__Documento__:
******************************

Era il tempo degli “angeli del ciclostile”

MEMORIE DI UN EX SESSANTOTTINO (Parte prima)
Dal blog  http://francoazzurro-politicaeconomia.blogspot.com                                                                                                                           

 Ricorre quest’anno il quarantennio di quello che è passato nell’opinione pubblica come la “sbornia” di una turbolenta fase della nostra storia, nota come contestazione a tutti gli autoritarismi, che ben presto si sviluppò in azioni di massa, trasformando alle radici i comportamenti ed i linguaggi sociali.
A me che nell’autunno di quel fatidico 1968 ero studente-lavoratore, la prima cosa che viene in mente è la lunga occupazione dell’ateneo che mi costrinse a ritardare di un anno la discussione della tesi. Ma il tempo, si sa, sana i fatti sgradevoli per lasciar riaffiorare i momenti più significativi. A ricordarmelo è stato il gioioso corteo delle centomila “contro la violenza sulle donne” del 24 novembre scorso a Roma quando, a margine di quella kermesse, con visibile emozione la Dacia Maraini sussurra in TV che “era dagli anni 70 che non si vedeva una bella manifestazione di questo tipo…”. Così mi è riapparso il vecchio ciclostile sistemato nell’atrio dell’ateneo attorno al quale a gruppi, rigorosamente in eskimo e scarponcini, a turno, predisponevamo “l’arma segreta dell’agitazione” in migliaia di volantini da distribuire nelle “piazze”. Questo compito meramente esecutivo, lo affidammo alle donne: le eroine del ’68 che coralmente chiamammo “gli angeli del ciclostile”. Ai piani superiori si tenevano assemblee fiume in cui si parlava dell’universo mondo: passi ripresi a memoria da alcuni testi della scuola di Francoforte e dell’idolo del momento, Herbert Marcuse, in cui si metteva sotto accusa la società. Ricordo la retorica di quelle frasi smozzicate, infarcite da centinaia di “cioè”, espresse con maniacale veemenza che incitavano alla violenza, alla prevaricazione, alla conquista del mondo, della femmina, della strada, della libertà. Un puro esercizio dialettico, spesso patetico e inconcludente, dal sapore squadristico (come giustamente ricorda Vincenzo Bugliani), contro le strutture sociali dei decenni precedenti che purtroppo, secondo molti osservatori, si serviva delle rielaborazioni culturali ottocentesche, prive di nuove proposte politiche.

******************************

__Righe in ingresso__:
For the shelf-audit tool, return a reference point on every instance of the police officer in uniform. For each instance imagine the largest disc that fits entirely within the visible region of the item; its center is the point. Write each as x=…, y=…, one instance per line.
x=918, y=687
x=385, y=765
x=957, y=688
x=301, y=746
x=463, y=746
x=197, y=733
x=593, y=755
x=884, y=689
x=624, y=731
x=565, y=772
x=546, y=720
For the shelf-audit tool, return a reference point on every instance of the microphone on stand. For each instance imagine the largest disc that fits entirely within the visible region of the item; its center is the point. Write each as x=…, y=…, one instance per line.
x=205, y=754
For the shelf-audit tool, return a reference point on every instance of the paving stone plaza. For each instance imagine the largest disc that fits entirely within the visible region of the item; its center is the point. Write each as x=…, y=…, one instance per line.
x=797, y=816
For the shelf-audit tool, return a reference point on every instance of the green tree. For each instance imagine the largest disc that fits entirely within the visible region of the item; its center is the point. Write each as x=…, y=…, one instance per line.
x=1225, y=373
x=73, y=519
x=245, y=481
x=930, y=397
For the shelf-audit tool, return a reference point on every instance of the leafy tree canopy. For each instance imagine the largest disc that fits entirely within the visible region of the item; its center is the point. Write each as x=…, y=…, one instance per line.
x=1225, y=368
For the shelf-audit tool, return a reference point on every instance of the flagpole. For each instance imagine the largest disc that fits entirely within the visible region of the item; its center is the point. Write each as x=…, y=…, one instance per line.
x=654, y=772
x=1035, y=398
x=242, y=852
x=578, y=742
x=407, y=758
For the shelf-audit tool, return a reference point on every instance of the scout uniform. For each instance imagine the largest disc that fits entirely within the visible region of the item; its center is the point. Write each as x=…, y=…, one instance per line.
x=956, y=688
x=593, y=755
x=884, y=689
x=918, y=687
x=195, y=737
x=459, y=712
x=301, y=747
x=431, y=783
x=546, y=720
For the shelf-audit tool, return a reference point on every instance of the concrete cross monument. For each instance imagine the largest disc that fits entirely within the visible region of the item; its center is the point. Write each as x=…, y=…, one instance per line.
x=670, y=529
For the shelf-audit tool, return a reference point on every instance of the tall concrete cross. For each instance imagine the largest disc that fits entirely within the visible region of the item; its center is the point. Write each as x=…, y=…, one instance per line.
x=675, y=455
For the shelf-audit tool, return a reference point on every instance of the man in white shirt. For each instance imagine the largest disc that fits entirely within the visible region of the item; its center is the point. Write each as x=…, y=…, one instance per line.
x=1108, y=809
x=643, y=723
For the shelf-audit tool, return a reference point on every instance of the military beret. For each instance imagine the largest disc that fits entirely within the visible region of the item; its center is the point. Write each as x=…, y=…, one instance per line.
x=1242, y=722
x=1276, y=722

******************************

__Compito assegnato 1__: Riporta parola per parola il brano del documento sul Sessantotto che si apre con le parole contenenti "Era il tempo" e si chiude con "i linguaggi sociali.".
__Compito assegnato 2__: Trasforma in un elenco numerato le righe in ingresso, dalla prima fino a quella che contiene "x=205, y=754", entrambe comprese, tralasciando le righe vuote.

__Risposta al compito 1__:
Era il tempo degli “angeli del ciclostile”

MEMORIE DI UN EX SESSANTOTTINO (Parte prima)
Dal blog  http://francoazzurro-politicaeconomia.blogspot.com                                                                                                                           

 Ricorre quest’anno il quarantennio di quello che è passato nell’opinione pubblica come la “sbornia” di una turbolenta fase della nostra storia, nota come contestazione a tutti gli autoritarismi, che ben presto si sviluppò in azioni di massa, trasformando alle radici i comportamenti ed i linguaggi sociali.

__Risposta al compito 2__:
1. For the shelf-audit tool, return a reference point on every instance of the police officer in uniform. For each instance imagine the largest disc that fits entirely within the visible region of the item; its center is the point. Write each as x=…, y=…, one instance per line.
2. x=918, y=687
3. x=385, y=765
4. x=957, y=688
5. x=301, y=746
6. x=463, y=746
7. x=197, y=733
8. x=593, y=755
9. x=884, y=689
10. x=624, y=731
11. x=565, y=772
12. x=546, y=720
13. For the shelf-audit tool, return a reference point on every instance of the microphone on stand. For each instance imagine the largest disc that fits entirely within the visible region of the item; its center is the point. Write each as x=…, y=…, one instance per line.
14. x=205, y=754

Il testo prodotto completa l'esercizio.